[What you have to do] Format the lines of the listing, starting at its first line and ending at the line containing "803], [1148, 806]]]", as a JSON list of strings, one string per line, with blank lines omitted.

-- start Data extract --

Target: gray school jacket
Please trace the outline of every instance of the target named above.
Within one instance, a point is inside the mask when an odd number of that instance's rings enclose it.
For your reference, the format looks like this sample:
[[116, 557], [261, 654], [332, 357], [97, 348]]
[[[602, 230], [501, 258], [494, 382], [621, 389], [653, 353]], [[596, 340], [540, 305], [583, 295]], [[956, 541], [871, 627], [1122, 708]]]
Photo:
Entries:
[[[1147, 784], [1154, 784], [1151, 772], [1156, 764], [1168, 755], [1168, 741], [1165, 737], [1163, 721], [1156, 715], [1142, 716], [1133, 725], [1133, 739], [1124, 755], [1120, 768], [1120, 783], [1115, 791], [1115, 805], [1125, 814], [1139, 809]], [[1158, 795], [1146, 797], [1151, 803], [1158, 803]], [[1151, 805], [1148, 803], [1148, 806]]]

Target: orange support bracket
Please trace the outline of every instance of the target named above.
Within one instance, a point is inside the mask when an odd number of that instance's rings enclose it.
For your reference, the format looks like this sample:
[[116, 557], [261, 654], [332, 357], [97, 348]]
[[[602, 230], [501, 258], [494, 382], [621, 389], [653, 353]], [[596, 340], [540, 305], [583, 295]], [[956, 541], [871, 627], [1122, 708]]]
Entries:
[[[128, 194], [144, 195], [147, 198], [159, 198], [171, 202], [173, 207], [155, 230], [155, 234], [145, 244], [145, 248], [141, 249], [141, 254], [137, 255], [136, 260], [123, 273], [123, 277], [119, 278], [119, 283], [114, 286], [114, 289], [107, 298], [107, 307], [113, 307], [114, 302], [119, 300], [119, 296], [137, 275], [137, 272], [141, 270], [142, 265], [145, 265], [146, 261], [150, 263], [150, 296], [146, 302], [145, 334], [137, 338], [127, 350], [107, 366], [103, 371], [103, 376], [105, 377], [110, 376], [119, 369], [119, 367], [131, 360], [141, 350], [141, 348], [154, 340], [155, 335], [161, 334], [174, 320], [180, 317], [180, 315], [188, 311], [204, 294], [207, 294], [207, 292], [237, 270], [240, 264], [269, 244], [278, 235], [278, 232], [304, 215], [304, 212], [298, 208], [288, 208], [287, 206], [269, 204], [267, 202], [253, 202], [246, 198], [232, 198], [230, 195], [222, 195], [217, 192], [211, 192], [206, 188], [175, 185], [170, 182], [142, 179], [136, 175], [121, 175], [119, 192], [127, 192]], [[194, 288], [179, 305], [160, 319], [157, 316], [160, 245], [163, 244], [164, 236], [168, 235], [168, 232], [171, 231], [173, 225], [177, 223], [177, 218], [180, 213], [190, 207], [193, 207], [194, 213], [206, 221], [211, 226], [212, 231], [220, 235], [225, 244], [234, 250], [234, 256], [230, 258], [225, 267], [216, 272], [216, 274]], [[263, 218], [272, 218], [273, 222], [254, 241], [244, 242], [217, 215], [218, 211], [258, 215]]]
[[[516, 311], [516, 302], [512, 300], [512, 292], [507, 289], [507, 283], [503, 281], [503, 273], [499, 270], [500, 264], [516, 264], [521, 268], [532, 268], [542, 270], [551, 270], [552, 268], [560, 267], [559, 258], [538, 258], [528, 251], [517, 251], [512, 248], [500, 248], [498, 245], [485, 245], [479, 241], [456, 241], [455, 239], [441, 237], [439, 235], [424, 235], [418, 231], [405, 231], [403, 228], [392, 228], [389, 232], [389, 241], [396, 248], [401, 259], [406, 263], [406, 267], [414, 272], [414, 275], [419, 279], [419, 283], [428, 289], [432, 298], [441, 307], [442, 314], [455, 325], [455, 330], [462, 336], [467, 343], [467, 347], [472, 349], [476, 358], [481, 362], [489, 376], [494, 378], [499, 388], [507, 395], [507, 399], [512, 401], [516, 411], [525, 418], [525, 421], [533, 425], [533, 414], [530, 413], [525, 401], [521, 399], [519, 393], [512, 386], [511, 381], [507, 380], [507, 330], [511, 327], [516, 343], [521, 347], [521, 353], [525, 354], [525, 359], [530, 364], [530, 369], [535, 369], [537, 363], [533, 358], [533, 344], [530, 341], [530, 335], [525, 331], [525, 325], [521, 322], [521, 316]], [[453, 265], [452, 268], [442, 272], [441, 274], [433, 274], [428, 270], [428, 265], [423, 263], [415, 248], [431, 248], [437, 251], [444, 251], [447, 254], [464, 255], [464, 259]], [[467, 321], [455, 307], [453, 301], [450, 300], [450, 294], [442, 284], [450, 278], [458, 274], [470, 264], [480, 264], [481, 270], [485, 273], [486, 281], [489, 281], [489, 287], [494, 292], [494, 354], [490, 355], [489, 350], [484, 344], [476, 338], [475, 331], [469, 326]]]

-- end Data extract --

[Answer to this task]
[
  "Target: gray school jacket",
  "Please trace the outline of every instance of the target named above.",
  "Within one instance, a point is inside the mask when an odd number of that instance's rings enclose it.",
  "For your reference, the format looks like this sample:",
  "[[116, 557], [261, 654], [332, 357], [97, 348]]",
  "[[[602, 230], [501, 258], [494, 382], [621, 389], [653, 353]], [[596, 340], [540, 305], [583, 295]], [[956, 541], [871, 627], [1122, 708]]]",
  "Photo:",
  "Entries:",
  "[[[1147, 784], [1154, 784], [1151, 772], [1156, 764], [1168, 755], [1168, 741], [1165, 737], [1163, 721], [1156, 715], [1142, 716], [1133, 725], [1133, 739], [1124, 755], [1120, 768], [1120, 783], [1115, 791], [1115, 805], [1125, 814], [1139, 809]], [[1158, 795], [1146, 797], [1151, 803], [1158, 803]], [[1151, 805], [1148, 803], [1148, 806]]]"
]